*** Block opens ***

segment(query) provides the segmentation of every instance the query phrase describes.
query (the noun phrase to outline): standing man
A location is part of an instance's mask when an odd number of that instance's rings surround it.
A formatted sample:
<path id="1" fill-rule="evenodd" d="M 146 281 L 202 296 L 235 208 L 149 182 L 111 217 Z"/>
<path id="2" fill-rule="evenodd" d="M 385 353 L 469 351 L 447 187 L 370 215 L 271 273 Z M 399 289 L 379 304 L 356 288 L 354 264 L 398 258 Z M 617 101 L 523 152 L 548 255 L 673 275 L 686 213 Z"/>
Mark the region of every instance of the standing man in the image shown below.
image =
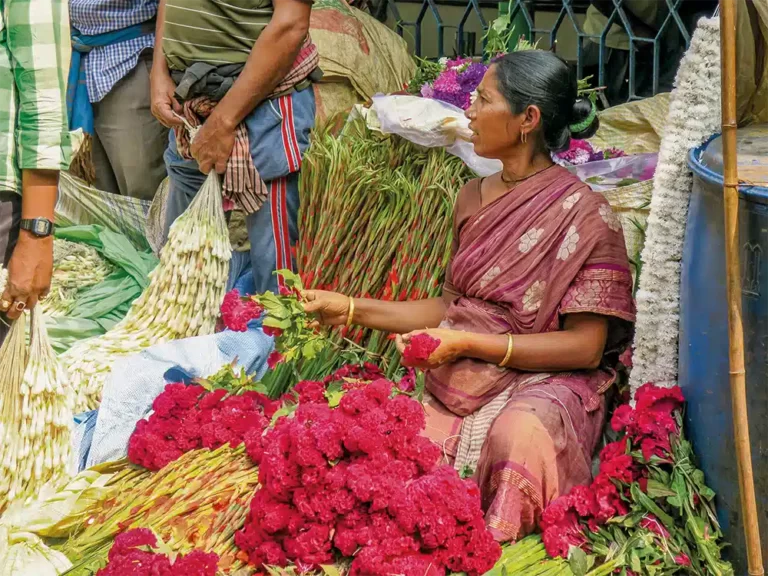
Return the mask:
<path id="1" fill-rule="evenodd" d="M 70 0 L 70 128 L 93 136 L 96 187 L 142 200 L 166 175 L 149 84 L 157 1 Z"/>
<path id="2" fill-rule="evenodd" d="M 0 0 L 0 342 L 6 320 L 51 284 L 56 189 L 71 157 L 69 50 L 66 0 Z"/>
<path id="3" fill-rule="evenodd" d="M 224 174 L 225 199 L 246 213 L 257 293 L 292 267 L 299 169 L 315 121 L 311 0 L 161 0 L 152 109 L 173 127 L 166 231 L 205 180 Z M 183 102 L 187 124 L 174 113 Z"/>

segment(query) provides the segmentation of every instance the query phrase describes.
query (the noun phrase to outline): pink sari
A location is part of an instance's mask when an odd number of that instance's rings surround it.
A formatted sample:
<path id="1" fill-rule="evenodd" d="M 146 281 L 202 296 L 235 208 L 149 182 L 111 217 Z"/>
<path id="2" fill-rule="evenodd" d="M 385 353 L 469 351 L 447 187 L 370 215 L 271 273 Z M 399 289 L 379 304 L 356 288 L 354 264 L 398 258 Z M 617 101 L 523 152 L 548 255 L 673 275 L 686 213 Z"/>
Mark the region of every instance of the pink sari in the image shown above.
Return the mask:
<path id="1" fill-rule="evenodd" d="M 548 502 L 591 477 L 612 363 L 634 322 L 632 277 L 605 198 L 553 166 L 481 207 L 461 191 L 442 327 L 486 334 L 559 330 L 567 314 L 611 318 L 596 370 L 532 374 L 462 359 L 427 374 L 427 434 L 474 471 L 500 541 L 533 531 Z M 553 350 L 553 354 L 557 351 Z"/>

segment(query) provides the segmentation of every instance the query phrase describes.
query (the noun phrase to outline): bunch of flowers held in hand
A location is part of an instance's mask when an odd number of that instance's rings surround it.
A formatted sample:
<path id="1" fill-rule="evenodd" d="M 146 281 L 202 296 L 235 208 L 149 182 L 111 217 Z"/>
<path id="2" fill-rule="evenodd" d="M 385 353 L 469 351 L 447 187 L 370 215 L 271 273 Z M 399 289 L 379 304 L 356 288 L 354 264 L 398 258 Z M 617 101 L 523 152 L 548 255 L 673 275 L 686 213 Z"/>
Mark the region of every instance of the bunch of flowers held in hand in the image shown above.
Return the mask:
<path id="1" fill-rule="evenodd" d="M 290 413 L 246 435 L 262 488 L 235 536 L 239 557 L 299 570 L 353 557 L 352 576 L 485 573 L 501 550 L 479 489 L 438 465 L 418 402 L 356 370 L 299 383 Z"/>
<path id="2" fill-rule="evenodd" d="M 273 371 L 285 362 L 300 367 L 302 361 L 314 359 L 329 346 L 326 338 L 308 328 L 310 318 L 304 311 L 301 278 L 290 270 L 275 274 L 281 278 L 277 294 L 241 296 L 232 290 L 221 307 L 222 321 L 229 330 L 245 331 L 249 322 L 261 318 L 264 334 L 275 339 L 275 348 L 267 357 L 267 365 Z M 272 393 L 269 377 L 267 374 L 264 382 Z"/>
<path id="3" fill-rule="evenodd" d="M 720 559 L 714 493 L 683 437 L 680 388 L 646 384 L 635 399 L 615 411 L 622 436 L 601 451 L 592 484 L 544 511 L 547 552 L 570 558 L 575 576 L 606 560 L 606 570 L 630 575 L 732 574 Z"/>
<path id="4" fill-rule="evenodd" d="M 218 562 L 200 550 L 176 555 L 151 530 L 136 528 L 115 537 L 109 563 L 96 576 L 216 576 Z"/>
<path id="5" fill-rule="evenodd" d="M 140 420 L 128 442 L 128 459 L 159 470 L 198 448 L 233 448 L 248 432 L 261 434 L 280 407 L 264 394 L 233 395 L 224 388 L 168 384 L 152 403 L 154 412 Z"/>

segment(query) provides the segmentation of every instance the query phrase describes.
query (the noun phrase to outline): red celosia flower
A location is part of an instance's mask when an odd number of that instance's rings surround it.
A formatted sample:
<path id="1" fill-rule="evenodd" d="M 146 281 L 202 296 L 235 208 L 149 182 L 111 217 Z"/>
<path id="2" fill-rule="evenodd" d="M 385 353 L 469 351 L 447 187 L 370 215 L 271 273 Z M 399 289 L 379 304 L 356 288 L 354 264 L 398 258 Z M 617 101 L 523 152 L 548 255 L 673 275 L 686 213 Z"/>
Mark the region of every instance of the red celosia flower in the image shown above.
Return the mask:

*** Block closes ***

▶ **WHAT YOU HAVE TO DO**
Transcribe, word for word, every line from the one containing "query (the noun phrase to outline): red" through the final line of the entries, and nothing else.

▶ **WRITTEN SOLUTION**
query (the noun phrase to outline): red celosia flower
A location is part of an instance's mask when an odd number of that instance's rings surround it.
A formatted sample:
<path id="1" fill-rule="evenodd" d="M 146 281 L 202 296 L 235 208 L 149 182 L 111 217 Z"/>
<path id="2" fill-rule="evenodd" d="M 385 353 L 469 351 L 447 187 L 370 215 L 271 273 Z M 399 289 L 379 304 L 356 288 L 354 264 L 398 258 Z M 617 101 L 523 152 L 548 255 L 673 275 L 686 213 Z"/>
Mark the region of every instance of the red celosia flower in the image shown above.
Return the mask:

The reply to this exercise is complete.